Actions to take:
(a) Summarize the forum thread on the Canon 40D in two sentences.
(b) Go on with the forum thread about the Canon 40D, starting after its last line.

Supplied text:
------------

# Canon 40D.



## davidharmier60 (Sep 17, 2017)

Not sure when or even if I will be able to get one. I know it's only 10.1 MP. I know about crop factor. I have an effective 30.4-56 lense for it.
The reason for this model over something newer is the feel of it. It feels tough as nails. 

Your thoughts?

Sent from my SAMSUNG-SM-G890A using Tapatalk


----------



## Tomasko (Sep 17, 2017)

It's not "only 10.1MP". Your 40D is just a tool and as long as it fits your needs, it's ok to use it.
Though I'm pretty sure there are more "tough as nails" camera models out there.


----------



## jaomul (Sep 17, 2017)

The 40d is still in my opinion a great camera. Tough, fast and feels great. Newer sensor technology has surpassed it, so it won't have as high resolution or as good low light performance as newer models, but many have and will continue to take great photos with this camera


----------



## davidharmier60 (Sep 18, 2017)

I have been doing research. Looking at EF-s lenses. And they all (at least two so far) speak of differing focal lengths when mounted on an APS-C camera.
I THOUGHT that was what EF-s means. What gives?

Sent from my SAMSUNG-SM-G890A using Tapatalk


----------



## benhasajeep (Sep 18, 2017)

One set of numbers is the actual focal length of the lens.  The larger set of numbers are the effective focal length when combining with the crop factor of the sensor.


----------



## davidharmier60 (Sep 19, 2017)

So. Do the AF-s lenses have less than 1.6x? or is there no need for me to try and get any AF-s?

Sent from my SAMSUNG-SM-G890A using Tapatalk


----------



## benhasajeep (Sep 19, 2017)

davidharmier60 said:


> So. Do the AF-s lenses have less than 1.6x? or is there no need for me to try and get any AF-s?

------------

Entries shown:
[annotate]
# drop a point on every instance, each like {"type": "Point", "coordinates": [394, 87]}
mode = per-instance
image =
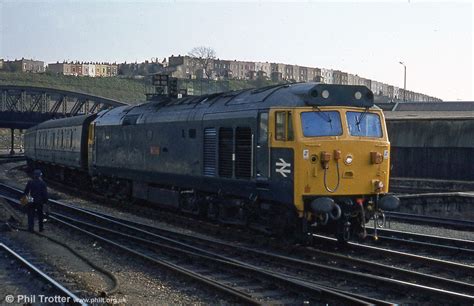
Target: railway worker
{"type": "Point", "coordinates": [38, 191]}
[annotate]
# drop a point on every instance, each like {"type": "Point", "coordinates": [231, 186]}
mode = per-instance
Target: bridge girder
{"type": "Point", "coordinates": [26, 106]}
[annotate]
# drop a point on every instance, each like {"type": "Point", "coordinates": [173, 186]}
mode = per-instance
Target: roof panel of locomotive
{"type": "Point", "coordinates": [289, 95]}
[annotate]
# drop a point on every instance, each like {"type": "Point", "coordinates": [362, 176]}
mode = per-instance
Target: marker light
{"type": "Point", "coordinates": [348, 160]}
{"type": "Point", "coordinates": [325, 94]}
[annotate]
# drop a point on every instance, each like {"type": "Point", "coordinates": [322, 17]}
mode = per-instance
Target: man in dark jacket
{"type": "Point", "coordinates": [38, 191]}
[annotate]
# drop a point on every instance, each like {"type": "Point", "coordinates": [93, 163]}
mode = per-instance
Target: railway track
{"type": "Point", "coordinates": [243, 282]}
{"type": "Point", "coordinates": [430, 220]}
{"type": "Point", "coordinates": [325, 266]}
{"type": "Point", "coordinates": [24, 283]}
{"type": "Point", "coordinates": [461, 247]}
{"type": "Point", "coordinates": [322, 273]}
{"type": "Point", "coordinates": [5, 159]}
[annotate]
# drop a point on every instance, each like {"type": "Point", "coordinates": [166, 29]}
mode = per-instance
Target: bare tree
{"type": "Point", "coordinates": [203, 57]}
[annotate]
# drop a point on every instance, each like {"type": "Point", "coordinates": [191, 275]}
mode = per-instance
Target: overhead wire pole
{"type": "Point", "coordinates": [404, 81]}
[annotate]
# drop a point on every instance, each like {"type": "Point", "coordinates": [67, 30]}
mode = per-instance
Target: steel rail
{"type": "Point", "coordinates": [368, 277]}
{"type": "Point", "coordinates": [451, 244]}
{"type": "Point", "coordinates": [292, 261]}
{"type": "Point", "coordinates": [439, 263]}
{"type": "Point", "coordinates": [60, 288]}
{"type": "Point", "coordinates": [97, 215]}
{"type": "Point", "coordinates": [225, 288]}
{"type": "Point", "coordinates": [458, 223]}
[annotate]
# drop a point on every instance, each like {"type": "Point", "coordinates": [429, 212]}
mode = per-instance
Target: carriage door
{"type": "Point", "coordinates": [262, 156]}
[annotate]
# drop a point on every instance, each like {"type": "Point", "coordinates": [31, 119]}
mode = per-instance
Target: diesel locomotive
{"type": "Point", "coordinates": [288, 159]}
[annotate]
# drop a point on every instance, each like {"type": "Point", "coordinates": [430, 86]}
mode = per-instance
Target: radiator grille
{"type": "Point", "coordinates": [210, 149]}
{"type": "Point", "coordinates": [226, 148]}
{"type": "Point", "coordinates": [243, 152]}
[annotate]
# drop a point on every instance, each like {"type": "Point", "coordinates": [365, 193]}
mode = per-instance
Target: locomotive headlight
{"type": "Point", "coordinates": [348, 160]}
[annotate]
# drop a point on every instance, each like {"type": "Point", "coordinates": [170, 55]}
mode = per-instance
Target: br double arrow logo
{"type": "Point", "coordinates": [283, 167]}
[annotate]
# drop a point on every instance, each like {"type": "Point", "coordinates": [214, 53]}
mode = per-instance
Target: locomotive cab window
{"type": "Point", "coordinates": [283, 126]}
{"type": "Point", "coordinates": [364, 124]}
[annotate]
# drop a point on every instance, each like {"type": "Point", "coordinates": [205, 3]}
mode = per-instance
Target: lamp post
{"type": "Point", "coordinates": [404, 81]}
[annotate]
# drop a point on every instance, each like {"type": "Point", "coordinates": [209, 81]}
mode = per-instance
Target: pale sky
{"type": "Point", "coordinates": [434, 39]}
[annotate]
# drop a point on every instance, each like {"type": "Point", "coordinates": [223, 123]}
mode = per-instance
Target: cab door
{"type": "Point", "coordinates": [262, 156]}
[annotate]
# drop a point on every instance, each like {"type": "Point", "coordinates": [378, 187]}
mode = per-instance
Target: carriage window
{"type": "Point", "coordinates": [283, 126]}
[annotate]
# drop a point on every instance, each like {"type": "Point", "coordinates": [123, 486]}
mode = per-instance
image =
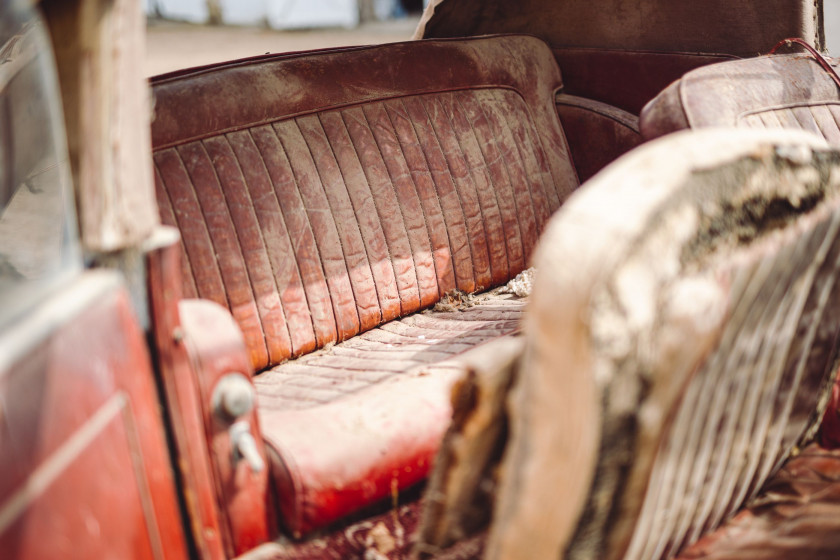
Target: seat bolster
{"type": "Point", "coordinates": [361, 449]}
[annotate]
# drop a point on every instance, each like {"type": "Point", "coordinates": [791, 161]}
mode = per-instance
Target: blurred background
{"type": "Point", "coordinates": [184, 33]}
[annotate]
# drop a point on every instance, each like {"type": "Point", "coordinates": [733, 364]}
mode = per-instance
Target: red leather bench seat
{"type": "Point", "coordinates": [777, 91]}
{"type": "Point", "coordinates": [326, 198]}
{"type": "Point", "coordinates": [791, 515]}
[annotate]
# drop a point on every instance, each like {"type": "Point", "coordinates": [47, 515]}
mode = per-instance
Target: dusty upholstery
{"type": "Point", "coordinates": [321, 195]}
{"type": "Point", "coordinates": [780, 91]}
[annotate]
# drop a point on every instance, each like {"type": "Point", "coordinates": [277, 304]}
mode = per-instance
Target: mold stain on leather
{"type": "Point", "coordinates": [761, 210]}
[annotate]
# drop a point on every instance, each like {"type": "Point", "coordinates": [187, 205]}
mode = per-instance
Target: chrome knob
{"type": "Point", "coordinates": [245, 446]}
{"type": "Point", "coordinates": [233, 397]}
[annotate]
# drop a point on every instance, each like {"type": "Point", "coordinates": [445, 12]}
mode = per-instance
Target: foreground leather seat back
{"type": "Point", "coordinates": [778, 91]}
{"type": "Point", "coordinates": [322, 194]}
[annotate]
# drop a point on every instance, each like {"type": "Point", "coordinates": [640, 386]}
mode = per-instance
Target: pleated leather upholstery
{"type": "Point", "coordinates": [327, 197]}
{"type": "Point", "coordinates": [320, 195]}
{"type": "Point", "coordinates": [780, 91]}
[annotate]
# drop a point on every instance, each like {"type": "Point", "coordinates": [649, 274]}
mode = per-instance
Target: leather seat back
{"type": "Point", "coordinates": [321, 194]}
{"type": "Point", "coordinates": [779, 91]}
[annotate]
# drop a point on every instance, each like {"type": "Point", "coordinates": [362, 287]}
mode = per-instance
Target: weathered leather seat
{"type": "Point", "coordinates": [792, 515]}
{"type": "Point", "coordinates": [326, 198]}
{"type": "Point", "coordinates": [778, 91]}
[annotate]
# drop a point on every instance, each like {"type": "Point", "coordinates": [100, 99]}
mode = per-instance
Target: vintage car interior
{"type": "Point", "coordinates": [550, 279]}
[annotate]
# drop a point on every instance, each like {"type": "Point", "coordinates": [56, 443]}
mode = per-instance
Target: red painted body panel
{"type": "Point", "coordinates": [84, 469]}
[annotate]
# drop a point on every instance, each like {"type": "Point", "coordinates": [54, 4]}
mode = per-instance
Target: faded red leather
{"type": "Point", "coordinates": [322, 195]}
{"type": "Point", "coordinates": [714, 26]}
{"type": "Point", "coordinates": [779, 91]}
{"type": "Point", "coordinates": [471, 161]}
{"type": "Point", "coordinates": [794, 516]}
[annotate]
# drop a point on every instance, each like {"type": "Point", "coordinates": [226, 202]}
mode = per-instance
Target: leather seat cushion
{"type": "Point", "coordinates": [356, 422]}
{"type": "Point", "coordinates": [319, 195]}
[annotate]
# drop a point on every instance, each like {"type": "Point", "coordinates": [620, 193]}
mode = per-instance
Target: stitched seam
{"type": "Point", "coordinates": [300, 197]}
{"type": "Point", "coordinates": [397, 198]}
{"type": "Point", "coordinates": [420, 198]}
{"type": "Point", "coordinates": [434, 133]}
{"type": "Point", "coordinates": [468, 178]}
{"type": "Point", "coordinates": [185, 255]}
{"type": "Point", "coordinates": [355, 214]}
{"type": "Point", "coordinates": [337, 106]}
{"type": "Point", "coordinates": [264, 249]}
{"type": "Point", "coordinates": [506, 234]}
{"type": "Point", "coordinates": [507, 175]}
{"type": "Point", "coordinates": [365, 239]}
{"type": "Point", "coordinates": [204, 225]}
{"type": "Point", "coordinates": [503, 122]}
{"type": "Point", "coordinates": [338, 235]}
{"type": "Point", "coordinates": [419, 203]}
{"type": "Point", "coordinates": [376, 205]}
{"type": "Point", "coordinates": [282, 217]}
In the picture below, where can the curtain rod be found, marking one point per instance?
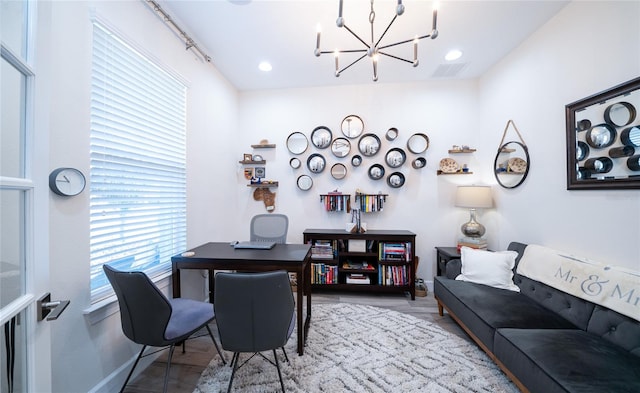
(189, 42)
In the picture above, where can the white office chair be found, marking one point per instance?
(269, 227)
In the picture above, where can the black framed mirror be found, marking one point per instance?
(321, 137)
(338, 171)
(341, 147)
(369, 145)
(316, 163)
(511, 165)
(395, 157)
(352, 126)
(418, 143)
(603, 139)
(297, 143)
(376, 172)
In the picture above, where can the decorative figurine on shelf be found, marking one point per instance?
(268, 197)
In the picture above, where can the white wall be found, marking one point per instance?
(588, 47)
(531, 86)
(86, 355)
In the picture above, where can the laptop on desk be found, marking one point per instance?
(254, 245)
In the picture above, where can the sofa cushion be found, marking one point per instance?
(488, 268)
(546, 360)
(576, 310)
(616, 328)
(483, 309)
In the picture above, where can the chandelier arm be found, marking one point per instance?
(354, 62)
(395, 57)
(357, 36)
(404, 42)
(385, 30)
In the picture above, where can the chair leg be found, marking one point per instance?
(166, 373)
(234, 363)
(285, 354)
(133, 368)
(278, 367)
(216, 344)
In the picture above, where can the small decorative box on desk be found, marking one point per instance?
(371, 261)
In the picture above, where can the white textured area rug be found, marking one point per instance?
(356, 348)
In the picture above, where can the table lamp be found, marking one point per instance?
(473, 197)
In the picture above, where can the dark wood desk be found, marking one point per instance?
(221, 256)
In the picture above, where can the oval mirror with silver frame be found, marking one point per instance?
(601, 136)
(352, 126)
(418, 143)
(305, 182)
(341, 147)
(297, 143)
(395, 180)
(511, 165)
(295, 163)
(316, 163)
(321, 137)
(338, 171)
(376, 172)
(369, 145)
(395, 157)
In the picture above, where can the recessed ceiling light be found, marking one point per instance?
(452, 55)
(265, 66)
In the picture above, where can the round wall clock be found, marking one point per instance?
(67, 181)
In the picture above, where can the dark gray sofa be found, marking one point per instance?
(544, 339)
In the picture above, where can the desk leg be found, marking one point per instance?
(299, 305)
(211, 285)
(175, 276)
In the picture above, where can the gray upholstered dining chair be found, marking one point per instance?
(254, 314)
(149, 318)
(269, 227)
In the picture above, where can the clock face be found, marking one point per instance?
(67, 181)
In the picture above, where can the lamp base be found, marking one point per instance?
(473, 228)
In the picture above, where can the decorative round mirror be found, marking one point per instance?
(395, 157)
(511, 165)
(392, 133)
(376, 172)
(321, 137)
(316, 163)
(418, 143)
(601, 135)
(341, 147)
(295, 163)
(297, 143)
(419, 162)
(338, 171)
(305, 182)
(582, 151)
(369, 144)
(620, 114)
(395, 180)
(352, 126)
(631, 136)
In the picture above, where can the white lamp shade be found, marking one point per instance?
(474, 197)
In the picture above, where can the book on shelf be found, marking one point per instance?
(358, 279)
(394, 251)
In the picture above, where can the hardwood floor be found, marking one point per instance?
(187, 367)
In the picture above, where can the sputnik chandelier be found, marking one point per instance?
(373, 49)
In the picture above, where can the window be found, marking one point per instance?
(138, 162)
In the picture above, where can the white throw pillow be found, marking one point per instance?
(488, 268)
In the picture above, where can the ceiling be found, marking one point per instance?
(239, 34)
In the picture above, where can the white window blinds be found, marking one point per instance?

------------

Answers in order:
(a) A forum user considers getting a Canon 40D because it feels tough, despite its 10.1 MP, and other posters reply that it is still a great camera, though newer sensor technology outdoes it in resolution and low-light performance. The user then asks why EF-S lenses list differing focal lengths, and another poster explains that one set of numbers is the lens's actual focal length and the larger set is the effective focal length with the sensor's crop factor.

(b)
> 
> Sent from my SAMSUNG-SM-G890A using Tapatalk



NO.  The size of the sensor on the camera causes the 1.6x.  A Canon 1D has a 1.3 crop factor.  The lens for example 10-22mm EF-s is physically a 10mm to 22mm zoom lens by actual measurements.  But on a 40D the final picture will be like a 16mm to 35mm zoom lens was used.  With EF-s the s means the lens is designed for crop sensor cameras and the image circle of the lens is designed for those smaller sensors.  They will mount on a full frame camera.  But you will either get a vignette or use the full frame cameras in crop mode.


----------



## davidharmier60 (Sep 19, 2017)

Sheesh! Will my Phoenix 19-35 be reasonable at 30-56 actual or will I have to have a 10-? To get wide pictures?

Sent from my SAMSUNG-SM-G890A using Tapatalk


----------



## benhasajeep (Sep 19, 2017)

davidharmier60 said:


> Sheesh! Will my Phoenix 19-35 be reasonable at 30-56 actual or will I have to have a 10-? To get wide pictures?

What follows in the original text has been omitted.